• **Work instruction**:
Transcribe each of the entries exactly.
________________________
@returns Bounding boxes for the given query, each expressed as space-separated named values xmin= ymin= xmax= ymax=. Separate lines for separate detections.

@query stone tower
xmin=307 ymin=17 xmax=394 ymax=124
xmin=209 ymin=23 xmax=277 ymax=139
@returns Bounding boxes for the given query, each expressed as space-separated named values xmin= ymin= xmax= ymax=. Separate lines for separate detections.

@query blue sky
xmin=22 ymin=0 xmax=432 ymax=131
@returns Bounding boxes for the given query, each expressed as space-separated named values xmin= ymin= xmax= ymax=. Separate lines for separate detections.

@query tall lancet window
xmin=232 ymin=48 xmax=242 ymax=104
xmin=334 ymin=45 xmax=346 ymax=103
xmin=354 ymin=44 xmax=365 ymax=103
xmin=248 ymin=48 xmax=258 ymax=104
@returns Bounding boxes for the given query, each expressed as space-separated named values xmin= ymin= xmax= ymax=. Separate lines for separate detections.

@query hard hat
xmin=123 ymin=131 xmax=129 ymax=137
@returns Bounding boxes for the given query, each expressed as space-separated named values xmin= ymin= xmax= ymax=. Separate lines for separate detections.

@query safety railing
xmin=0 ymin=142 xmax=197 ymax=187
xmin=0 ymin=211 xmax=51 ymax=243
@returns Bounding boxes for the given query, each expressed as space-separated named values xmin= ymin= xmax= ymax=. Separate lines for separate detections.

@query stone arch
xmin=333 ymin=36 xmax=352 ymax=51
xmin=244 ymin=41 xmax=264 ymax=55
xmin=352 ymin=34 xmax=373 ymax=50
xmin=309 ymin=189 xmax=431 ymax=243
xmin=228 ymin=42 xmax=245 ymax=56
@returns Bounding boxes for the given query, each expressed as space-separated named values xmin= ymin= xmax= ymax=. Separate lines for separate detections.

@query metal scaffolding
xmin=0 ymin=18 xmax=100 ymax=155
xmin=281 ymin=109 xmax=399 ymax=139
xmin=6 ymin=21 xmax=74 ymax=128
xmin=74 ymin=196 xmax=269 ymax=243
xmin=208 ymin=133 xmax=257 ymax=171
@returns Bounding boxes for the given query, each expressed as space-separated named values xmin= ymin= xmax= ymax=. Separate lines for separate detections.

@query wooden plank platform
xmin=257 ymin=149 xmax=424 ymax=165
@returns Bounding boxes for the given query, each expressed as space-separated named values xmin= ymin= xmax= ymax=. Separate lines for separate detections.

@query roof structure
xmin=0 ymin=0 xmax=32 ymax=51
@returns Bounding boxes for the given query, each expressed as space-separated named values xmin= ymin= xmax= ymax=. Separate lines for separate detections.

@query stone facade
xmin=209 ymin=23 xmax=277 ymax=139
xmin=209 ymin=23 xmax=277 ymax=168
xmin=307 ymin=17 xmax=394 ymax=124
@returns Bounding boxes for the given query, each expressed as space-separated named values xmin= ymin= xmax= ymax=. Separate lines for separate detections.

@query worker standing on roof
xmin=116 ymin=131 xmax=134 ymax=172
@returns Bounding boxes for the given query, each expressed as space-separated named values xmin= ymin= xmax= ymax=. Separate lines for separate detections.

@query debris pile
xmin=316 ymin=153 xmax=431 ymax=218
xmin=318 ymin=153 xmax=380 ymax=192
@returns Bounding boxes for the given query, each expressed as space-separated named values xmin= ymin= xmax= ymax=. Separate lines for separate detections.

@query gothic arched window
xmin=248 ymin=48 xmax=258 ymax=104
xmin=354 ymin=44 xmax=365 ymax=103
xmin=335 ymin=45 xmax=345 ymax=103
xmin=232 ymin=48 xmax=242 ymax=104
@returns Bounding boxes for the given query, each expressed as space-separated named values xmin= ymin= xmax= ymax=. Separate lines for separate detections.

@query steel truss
________________________
• **Exercise output**:
@returns Bounding boxes for the given query, each expressed as space-separated named values xmin= ymin= xmax= ymax=. Separate lines for separate detections.

@query stone tower
xmin=307 ymin=17 xmax=394 ymax=124
xmin=209 ymin=23 xmax=277 ymax=139
@returns Bounding boxes for the given query, each expressed as space-separated named values xmin= ymin= xmax= ymax=. Separate lines for separate detections.

@query blue sky
xmin=22 ymin=0 xmax=432 ymax=131
@returns Bounding boxes for the given query, each expressed as space-separated named values xmin= ymin= xmax= ymax=. Separate lines for separate detections.

@query tall lancet window
xmin=232 ymin=48 xmax=242 ymax=104
xmin=334 ymin=45 xmax=346 ymax=103
xmin=354 ymin=44 xmax=365 ymax=103
xmin=248 ymin=48 xmax=258 ymax=104
@returns Bounding boxes for the given query, each expressed as space-separated named values xmin= ymin= xmax= ymax=. Separate lines for separate detections.

@query hard hat
xmin=123 ymin=131 xmax=129 ymax=137
@returns Bounding boxes for the given query, each expressed as space-separated named values xmin= ymin= xmax= ymax=. Separate lines for separate detections.

@query safety railing
xmin=0 ymin=142 xmax=197 ymax=187
xmin=0 ymin=211 xmax=51 ymax=243
@returns Bounding boxes for the given query, each expressed as space-separated named values xmin= ymin= xmax= ymax=. Separate lines for separate detections.

@query stone arch
xmin=333 ymin=36 xmax=352 ymax=51
xmin=244 ymin=41 xmax=264 ymax=55
xmin=352 ymin=34 xmax=373 ymax=50
xmin=309 ymin=189 xmax=431 ymax=243
xmin=228 ymin=42 xmax=245 ymax=56
@returns Bounding boxes for the given query, each expressed as space-separated named values xmin= ymin= xmax= ymax=. Separate lines for separate detections.

@query metal scaffolding
xmin=0 ymin=18 xmax=100 ymax=155
xmin=281 ymin=109 xmax=399 ymax=139
xmin=6 ymin=21 xmax=74 ymax=128
xmin=74 ymin=196 xmax=269 ymax=243
xmin=208 ymin=133 xmax=257 ymax=171
@returns Bounding boxes for the given query, each expressed as space-separated named values xmin= ymin= xmax= ymax=. Separate lines for separate detections.

@query wooden plank platform
xmin=257 ymin=149 xmax=424 ymax=165
@returns Bounding boxes for the given query, each expressed as space-separated named values xmin= ymin= xmax= ymax=. Separate lines for separate detections.

@query roof structure
xmin=0 ymin=0 xmax=32 ymax=51
@returns Bounding boxes for the given query, each expressed as space-separated named values xmin= ymin= xmax= ymax=. Separate lines for separate detections.

@query stone facade
xmin=209 ymin=23 xmax=277 ymax=139
xmin=209 ymin=23 xmax=277 ymax=168
xmin=307 ymin=17 xmax=394 ymax=124
@returns Bounding boxes for the given query, each expressed as space-separated named values xmin= ymin= xmax= ymax=. Separate lines for separate detections.

@query worker standing on roof
xmin=116 ymin=131 xmax=134 ymax=172
@returns Bounding boxes for the given query, each expressed as space-separated named values xmin= ymin= xmax= ymax=. Separate lines for separate detections.

@query debris pile
xmin=316 ymin=153 xmax=431 ymax=218
xmin=318 ymin=153 xmax=380 ymax=192
@returns Bounding boxes for the given query, each expressed as space-separated named values xmin= ymin= xmax= ymax=. Separate lines for separate detections.

@query gothic arched window
xmin=248 ymin=48 xmax=258 ymax=104
xmin=354 ymin=44 xmax=365 ymax=103
xmin=335 ymin=45 xmax=345 ymax=103
xmin=232 ymin=48 xmax=242 ymax=104
@returns Bounding boxes for the given query, each expressed as space-separated named values xmin= ymin= xmax= ymax=. Separate lines for separate detections.

@query steel truss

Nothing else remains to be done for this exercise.